Given task A:
Copy the rows below without any change, starting at the line containing "If you could point out the woman in" and ending with the final line of the rows.

Excerpted passage:
When you read the story of the Prodigal Son, you read a story that is familiar to you. Everybody knows that story, and wherever the Gospel is preached, that story is told. It's about the young man who goes off and wastes his living and the living of his parents in riotous living. He comes to his father (Luke 15:11) and says, "Father, give me the portion of goods to which I am entitled. Give it to me now while I'm still young and can enjoy it."

The father gives him half of all his possessions. Now if you know anything about Jewish law, you know that as the younger son, he wasn't entitled to half of the possessions. In short, this young man received much, much more than he was entitled to.

I think that can be true for all of us. All of us are the recipients of much more than we rightfully deserve.

He then goes of f and he does his thing. But he runs out of the means to do his thing. He takes a job feeding pigs. It doesn't sound too glamorous. I come close to it, I teach college. The truth of the matter is that he looked at the pigs and he looked at what the pigs were eating, and he would have loved to have had the garbage that the pigs were eating.

You can imagine what this was like. He was a Jewish man. Do you know what the Jewish attitude is towards pigs, towards swine? It's unclean. To be associated with those animals was to not only be in a despicable position but to be labeled as spiritually dead. Then he came to his senses. He said, "I will arise and I will go to my father. And I will say to my father, 'Father, I am no longer worthy to be called your son. Make me one of your servants.’”

What a switch! At the beginning of the story he is saying, "Father, give me," and at the end of his story, he is praying, "Father, make me." That transition shows the coming of age. That transition shows the achieving of maturity.

Recorded data:
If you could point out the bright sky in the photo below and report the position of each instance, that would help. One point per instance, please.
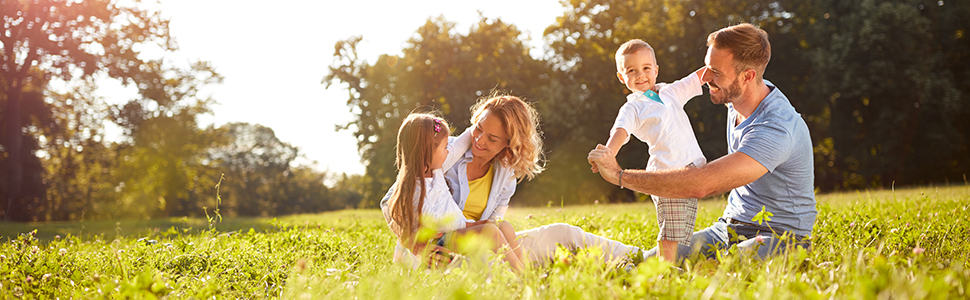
(274, 55)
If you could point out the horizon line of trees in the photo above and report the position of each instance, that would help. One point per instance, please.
(57, 164)
(883, 85)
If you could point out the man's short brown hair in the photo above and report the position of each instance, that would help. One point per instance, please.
(630, 47)
(748, 44)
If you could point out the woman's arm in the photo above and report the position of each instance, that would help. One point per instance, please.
(457, 148)
(505, 194)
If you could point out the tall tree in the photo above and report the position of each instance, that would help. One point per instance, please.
(63, 39)
(895, 75)
(440, 70)
(256, 166)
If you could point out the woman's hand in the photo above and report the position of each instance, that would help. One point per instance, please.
(435, 256)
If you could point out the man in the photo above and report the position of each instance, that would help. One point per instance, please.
(769, 165)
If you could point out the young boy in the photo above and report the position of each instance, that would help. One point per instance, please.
(654, 113)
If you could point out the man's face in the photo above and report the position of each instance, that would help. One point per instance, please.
(638, 71)
(721, 77)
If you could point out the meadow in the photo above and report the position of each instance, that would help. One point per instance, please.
(908, 243)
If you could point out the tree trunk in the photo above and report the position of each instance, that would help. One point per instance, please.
(14, 148)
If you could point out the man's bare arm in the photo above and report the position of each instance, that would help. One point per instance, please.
(718, 176)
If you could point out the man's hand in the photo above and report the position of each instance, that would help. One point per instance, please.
(603, 160)
(476, 223)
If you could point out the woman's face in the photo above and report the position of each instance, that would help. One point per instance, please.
(489, 137)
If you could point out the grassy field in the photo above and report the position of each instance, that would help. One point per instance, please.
(905, 244)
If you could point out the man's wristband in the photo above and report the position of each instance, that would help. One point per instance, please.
(621, 178)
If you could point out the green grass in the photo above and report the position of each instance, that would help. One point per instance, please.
(863, 247)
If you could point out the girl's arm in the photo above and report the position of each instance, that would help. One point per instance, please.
(440, 208)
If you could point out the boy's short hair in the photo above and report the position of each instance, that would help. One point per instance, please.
(748, 44)
(630, 47)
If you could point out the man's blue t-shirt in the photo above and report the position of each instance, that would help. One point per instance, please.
(776, 136)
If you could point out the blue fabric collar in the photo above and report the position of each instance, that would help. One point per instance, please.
(653, 96)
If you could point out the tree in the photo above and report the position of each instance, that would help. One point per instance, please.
(439, 70)
(256, 166)
(584, 41)
(164, 167)
(893, 72)
(79, 164)
(62, 39)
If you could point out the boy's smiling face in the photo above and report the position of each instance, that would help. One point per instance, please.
(638, 71)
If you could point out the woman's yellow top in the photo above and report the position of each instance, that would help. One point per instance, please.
(478, 190)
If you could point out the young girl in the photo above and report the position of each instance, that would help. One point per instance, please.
(420, 197)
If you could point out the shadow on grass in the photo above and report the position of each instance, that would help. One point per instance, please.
(47, 231)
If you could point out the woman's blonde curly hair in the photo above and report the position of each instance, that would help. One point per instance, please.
(521, 122)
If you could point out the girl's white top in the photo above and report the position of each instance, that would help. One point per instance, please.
(439, 206)
(664, 126)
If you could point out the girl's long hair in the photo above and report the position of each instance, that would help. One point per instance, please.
(417, 139)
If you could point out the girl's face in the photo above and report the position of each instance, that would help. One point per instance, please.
(440, 151)
(489, 137)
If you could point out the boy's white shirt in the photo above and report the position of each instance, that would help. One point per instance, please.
(439, 206)
(664, 126)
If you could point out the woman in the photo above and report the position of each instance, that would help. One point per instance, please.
(506, 148)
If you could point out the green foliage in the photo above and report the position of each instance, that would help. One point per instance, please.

Given task B:
From the passage on the Prodigal Son above, extract the text from "The father gives" to "pigs were eating." unchanged.

Task output A:
If you could point out the woman in the photo above and report the position of each instance, that would help. One point per instance, please.
(506, 148)
If you could point out the green foliage in the photo above and report the position of each instance, that would help. One point per instance, please.

Task output B:
The father gives him half of all his possessions. Now if you know anything about Jewish law, you know that as the younger son, he wasn't entitled to half of the possessions. In short, this young man received much, much more than he was entitled to.

I think that can be true for all of us. All of us are the recipients of much more than we rightfully deserve.

He then goes of f and he does his thing. But he runs out of the means to do his thing. He takes a job feeding pigs. It doesn't sound too glamorous. I come close to it, I teach college. The truth of the matter is that he looked at the pigs and he looked at what the pigs were eating, and he would have loved to have had the garbage that the pigs were eating.